## OBJECTIVE:
Retype the records below word for word and omit any image.

## DATA PROVIDED:
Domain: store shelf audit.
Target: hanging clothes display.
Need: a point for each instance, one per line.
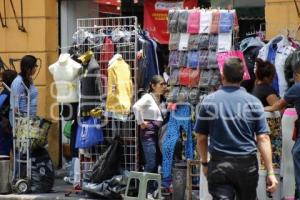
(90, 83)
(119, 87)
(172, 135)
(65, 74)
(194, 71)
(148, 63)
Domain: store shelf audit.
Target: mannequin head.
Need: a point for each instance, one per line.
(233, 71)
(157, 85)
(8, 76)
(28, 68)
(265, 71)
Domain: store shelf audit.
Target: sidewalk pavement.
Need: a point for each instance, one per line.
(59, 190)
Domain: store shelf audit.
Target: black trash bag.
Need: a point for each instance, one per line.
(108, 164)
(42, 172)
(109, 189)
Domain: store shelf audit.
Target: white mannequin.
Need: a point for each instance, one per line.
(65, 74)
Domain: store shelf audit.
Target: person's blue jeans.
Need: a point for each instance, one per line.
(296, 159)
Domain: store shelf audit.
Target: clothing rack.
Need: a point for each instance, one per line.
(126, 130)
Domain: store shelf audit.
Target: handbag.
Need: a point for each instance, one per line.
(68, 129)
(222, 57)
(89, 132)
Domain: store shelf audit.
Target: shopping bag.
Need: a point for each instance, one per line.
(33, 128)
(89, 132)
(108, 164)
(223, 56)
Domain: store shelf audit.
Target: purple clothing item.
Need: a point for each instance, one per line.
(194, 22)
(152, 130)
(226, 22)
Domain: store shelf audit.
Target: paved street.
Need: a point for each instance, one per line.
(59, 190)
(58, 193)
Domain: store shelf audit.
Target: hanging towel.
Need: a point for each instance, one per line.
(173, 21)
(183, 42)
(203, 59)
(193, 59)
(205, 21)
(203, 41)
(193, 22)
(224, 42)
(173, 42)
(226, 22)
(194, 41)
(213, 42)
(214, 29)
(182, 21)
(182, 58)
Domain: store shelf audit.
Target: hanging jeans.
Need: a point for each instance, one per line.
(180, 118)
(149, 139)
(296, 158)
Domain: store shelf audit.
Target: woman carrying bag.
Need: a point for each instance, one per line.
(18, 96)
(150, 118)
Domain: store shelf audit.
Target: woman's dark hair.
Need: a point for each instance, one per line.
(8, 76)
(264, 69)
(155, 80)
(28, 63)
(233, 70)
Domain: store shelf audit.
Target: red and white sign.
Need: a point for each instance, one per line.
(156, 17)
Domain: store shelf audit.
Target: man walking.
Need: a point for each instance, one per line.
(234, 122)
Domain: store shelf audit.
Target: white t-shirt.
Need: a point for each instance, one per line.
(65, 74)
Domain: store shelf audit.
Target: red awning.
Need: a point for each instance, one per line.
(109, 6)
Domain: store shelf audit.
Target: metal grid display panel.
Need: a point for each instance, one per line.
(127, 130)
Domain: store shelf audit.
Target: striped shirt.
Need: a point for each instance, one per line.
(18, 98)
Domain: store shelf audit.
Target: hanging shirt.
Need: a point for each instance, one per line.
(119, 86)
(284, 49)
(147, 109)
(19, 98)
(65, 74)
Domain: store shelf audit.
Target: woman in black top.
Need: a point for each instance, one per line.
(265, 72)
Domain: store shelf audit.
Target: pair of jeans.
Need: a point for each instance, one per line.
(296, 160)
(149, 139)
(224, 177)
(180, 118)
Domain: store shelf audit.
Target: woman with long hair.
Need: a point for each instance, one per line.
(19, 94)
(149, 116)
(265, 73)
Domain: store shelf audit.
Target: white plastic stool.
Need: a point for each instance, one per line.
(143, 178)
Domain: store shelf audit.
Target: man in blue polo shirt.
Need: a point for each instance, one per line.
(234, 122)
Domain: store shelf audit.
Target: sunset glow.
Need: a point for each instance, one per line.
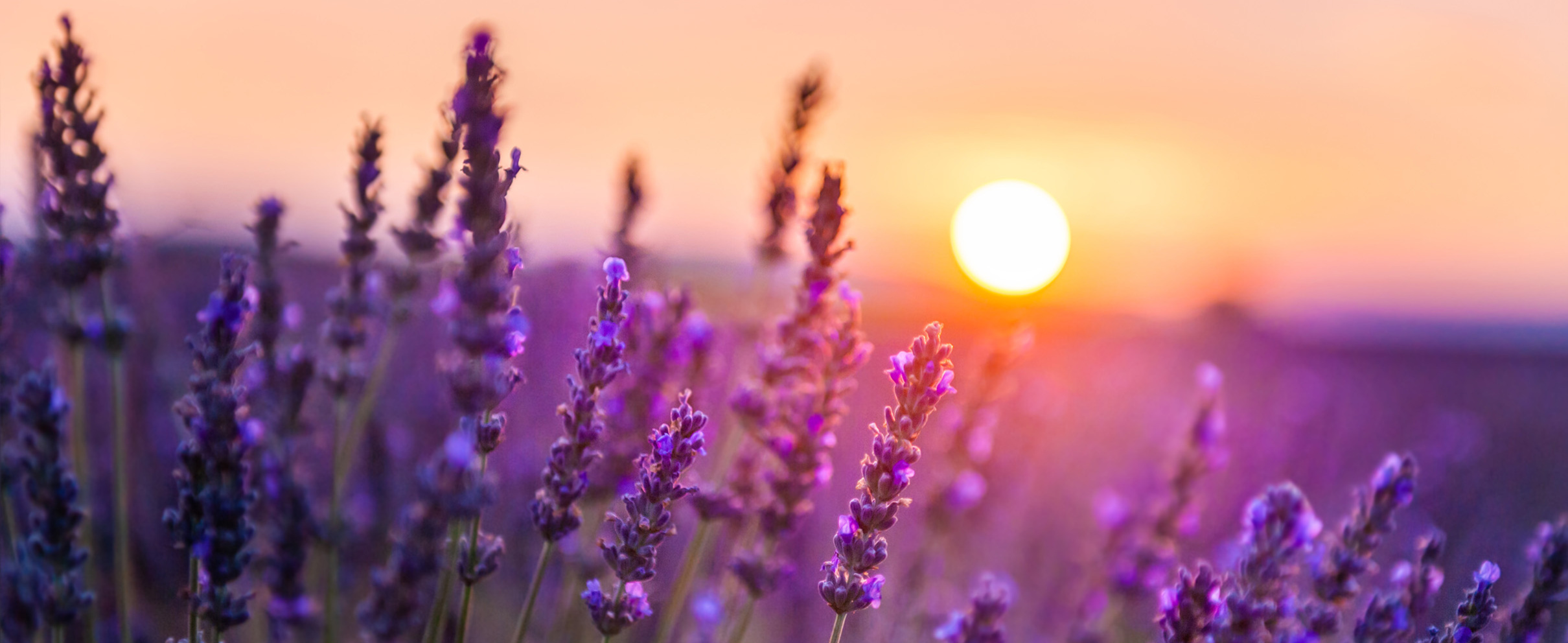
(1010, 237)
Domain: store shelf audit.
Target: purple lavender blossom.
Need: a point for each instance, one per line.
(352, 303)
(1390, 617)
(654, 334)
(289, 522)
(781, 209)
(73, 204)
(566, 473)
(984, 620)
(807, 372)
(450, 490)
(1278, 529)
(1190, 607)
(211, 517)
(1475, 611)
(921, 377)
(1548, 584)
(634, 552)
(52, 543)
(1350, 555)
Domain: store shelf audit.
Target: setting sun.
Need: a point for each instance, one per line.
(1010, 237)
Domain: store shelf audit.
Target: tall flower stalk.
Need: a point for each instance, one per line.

## WRITTEN RESPONSE:
Domain: store shelf audit.
Target: hanging clothes display.
Need: a point for each instance, one per line.
(90, 83)
(119, 87)
(172, 135)
(65, 74)
(194, 71)
(148, 63)
Domain: store shelf audit.
Target: mannequin head.
Need: a point for each instance, one per line.
(233, 71)
(157, 85)
(8, 76)
(28, 68)
(265, 71)
Domain: store shelf audit.
Target: sidewalk pavement.
Need: a point for each instance, one per line.
(59, 190)
Domain: store shelf audit.
Target: black trash bag.
Need: a point for each instance, one per line.
(108, 164)
(42, 172)
(109, 189)
Domain: store shelf audit.
Target: white mannequin.
Need: a point for each instance, one per line.
(65, 74)
Domain: store shelf audit.
Target: person's blue jeans.
Need: a point for each instance, one per line.
(296, 159)
Domain: store shelf audit.
Target: clothing rack.
Need: a point for each instance, one per line.
(126, 130)
Domain: store shelf audit.
Target: handbag.
Need: a point for each instance, one per line.
(68, 129)
(222, 57)
(89, 132)
Domain: store shelf audit.
Target: shopping bag.
Need: a point for each instance, one per line.
(33, 128)
(89, 132)
(108, 164)
(223, 56)
Domain: store shelf audit.
Target: purple clothing item.
Need: a point for each instance, one per line.
(194, 22)
(152, 130)
(226, 22)
Domain: store shelf audit.
Target: paved street.
Need: a point for each instance, one per line.
(59, 190)
(58, 193)
Domain: store shelf audit.
Target: hanging towel.
Need: a point for each instance, one per line.
(173, 21)
(183, 42)
(203, 59)
(193, 59)
(205, 21)
(203, 41)
(193, 22)
(224, 42)
(173, 42)
(226, 22)
(194, 41)
(213, 42)
(214, 29)
(182, 21)
(182, 58)
Domain: store shelf audit.
Target: hanging jeans.
Need: a point for each instance, one per line.
(180, 118)
(149, 139)
(296, 158)
Domain: store shelf audit.
Target: woman carrying bag.
Need: a point for each instance, one per line.
(18, 96)
(150, 118)
Domain: store shelf audit.
Target: woman's dark hair.
Need: a point for each instance, one per line.
(8, 76)
(264, 69)
(155, 80)
(28, 63)
(233, 70)
Domain: store shelf audit.
Target: red and white sign.
Need: a point for each instance, one per line.
(156, 17)
Domain: store shelf audit.
Target: man walking.
Need: a point for each instance, one per line.
(234, 122)
Domain: store shelf audit.
Target: white t-shirt.
Need: a point for each instance, one per line.
(65, 74)
Domain: store shelf audit.
Target: red awning.
Need: a point for each instance, one per line.
(109, 6)
Domain: store shelf audit.
Target: metal grid display panel.
Need: a point for each instance, one per line.
(127, 130)
Domain: store shelf audit.
Target: striped shirt.
Need: a point for each instance, one per line.
(18, 98)
Domain: store shelf audit.
Target: hanging shirt.
Need: a point for each instance, one per line.
(119, 86)
(284, 49)
(147, 109)
(19, 98)
(65, 74)
Domain: store shelf audit.
Target: woman in black top.
Need: a point for each instance, one per line.
(265, 72)
Domain: store shelf audit.
Target: pair of jeans.
Need: a point for each instance, one per line.
(296, 160)
(149, 139)
(224, 177)
(180, 118)
Domain: store shelf audit.
Target: woman with long hair.
Need: a point for each instance, one per line.
(19, 94)
(149, 116)
(265, 73)
Domain: store shelf audit.
Target: white plastic stool.
Need: a point for each instance, one per line.
(143, 178)
Domain: store shelf audit.
Target: man in blue polo shirt.
Need: a point for each instance, one per line.
(234, 122)
Domain: store shelf audit.
Target: sunset glow.
Need: a point for each instance, one per line.
(1010, 237)
Domain: store shelf audit.
Target: purple lavender blossom.
Need: a point for each instance, one per line.
(352, 303)
(1390, 617)
(654, 334)
(289, 522)
(781, 209)
(73, 204)
(566, 473)
(984, 620)
(807, 372)
(450, 490)
(1278, 529)
(1190, 607)
(211, 517)
(1475, 611)
(921, 377)
(1548, 584)
(634, 552)
(52, 543)
(1350, 555)
Domain: store shelf audit.
Target: setting sun.
Need: a point for each instance, one per line.
(1010, 237)
Domain: store shelf audit.
Target: tall flower stalk.
Need: a point for each instance, one per line.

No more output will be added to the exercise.